■ EXERCISE GOAL: Copy these lines word for word, keeping every character and line break as it is.

#### RECORDS FOR PROCESSING

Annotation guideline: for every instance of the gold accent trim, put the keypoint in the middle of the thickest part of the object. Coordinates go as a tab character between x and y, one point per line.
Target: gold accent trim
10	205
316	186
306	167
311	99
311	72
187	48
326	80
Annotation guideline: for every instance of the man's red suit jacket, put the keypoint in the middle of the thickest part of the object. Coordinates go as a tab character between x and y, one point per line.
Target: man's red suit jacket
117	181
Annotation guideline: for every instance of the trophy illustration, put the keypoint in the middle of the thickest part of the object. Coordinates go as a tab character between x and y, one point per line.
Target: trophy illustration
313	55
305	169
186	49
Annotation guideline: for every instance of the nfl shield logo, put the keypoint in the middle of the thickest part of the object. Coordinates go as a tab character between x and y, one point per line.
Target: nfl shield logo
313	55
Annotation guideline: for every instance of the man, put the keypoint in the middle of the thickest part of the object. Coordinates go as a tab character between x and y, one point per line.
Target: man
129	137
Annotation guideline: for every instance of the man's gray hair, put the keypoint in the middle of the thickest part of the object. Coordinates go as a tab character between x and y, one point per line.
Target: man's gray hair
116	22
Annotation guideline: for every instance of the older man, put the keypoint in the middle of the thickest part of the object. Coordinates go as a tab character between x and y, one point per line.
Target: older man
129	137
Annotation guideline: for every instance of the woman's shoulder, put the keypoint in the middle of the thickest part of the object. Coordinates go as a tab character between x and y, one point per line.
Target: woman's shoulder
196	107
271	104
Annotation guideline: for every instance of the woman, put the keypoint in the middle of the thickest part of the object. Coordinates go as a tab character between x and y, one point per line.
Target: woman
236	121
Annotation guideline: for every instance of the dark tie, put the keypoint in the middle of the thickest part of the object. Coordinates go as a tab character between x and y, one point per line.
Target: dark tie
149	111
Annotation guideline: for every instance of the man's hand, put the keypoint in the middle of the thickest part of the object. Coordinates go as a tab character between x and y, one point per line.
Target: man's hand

########

■ REPLY TO THE TASK:
Annotation guideline: for every instance of the gold accent trim, put the keypoint in the middle of the thickest part of the object. Coordinates go as a tab character between x and y, one point per line.
Target: gold accent trim
10	205
316	186
306	167
311	99
311	72
187	48
326	80
Annotation guideline: for every instance of the man's red suit jacket, put the keypoint in the middle of the thickest part of the object. Coordinates go as a tab character between x and y, one point per line.
Target: man's red suit jacket
117	181
Annotation guideline: for every instance of the trophy illustration, put the keypoint in the middle of the thickest part of the object. Coordinates go as a tab character between x and y, one point per line.
Target: trophy illustration
313	55
305	169
186	49
Annotation guideline: for every instance of the nfl shield logo, put the keypoint in the middle of the thickest part of the object. Coordinates go as a tab character between x and y, one point per line.
Target: nfl shield logo
313	55
Annotation guideline: for every instance of the man, put the keypoint in the middle of the thickest part of the object. Coordinates go as a tab character between x and y, one point per line.
Target: man
129	137
Annotation guideline: for every instance of the man's gray hair, put the keypoint in the middle of the thickest part of the object. Coordinates go as a tab character between x and y, one point per line.
Target: man's gray hair
116	22
Annotation guideline: for every instance of the older man, put the keypoint in the middle of the thickest part of the object. Coordinates go as a tab character between x and y, one point per line.
Target: older man
129	137
Annotation guideline: for every instance of the woman's shoulder, put the keypoint in the middle of the thickest part of the object. Coordinates go as a tab character between x and y, one point per line.
Target: woman's shoulder
196	107
271	104
Annotation guideline: for every instance of the woman, put the keypoint in the middle of the thickest part of the object. Coordinates go as a tab character between x and y, one point per line.
Target: woman
236	121
Annotation guideline: for every instance of the dark tie, put the keypoint in the middle of the thickest part of the object. Coordinates go as a tab character between x and y, one point per line.
Target: dark tie
149	111
Annotation guideline: for every instance of the man's hand, put the keypoint in the middle of the thickest part of the object. Coordinates go as a tab character between x and y, one point per line.
Target: man's hand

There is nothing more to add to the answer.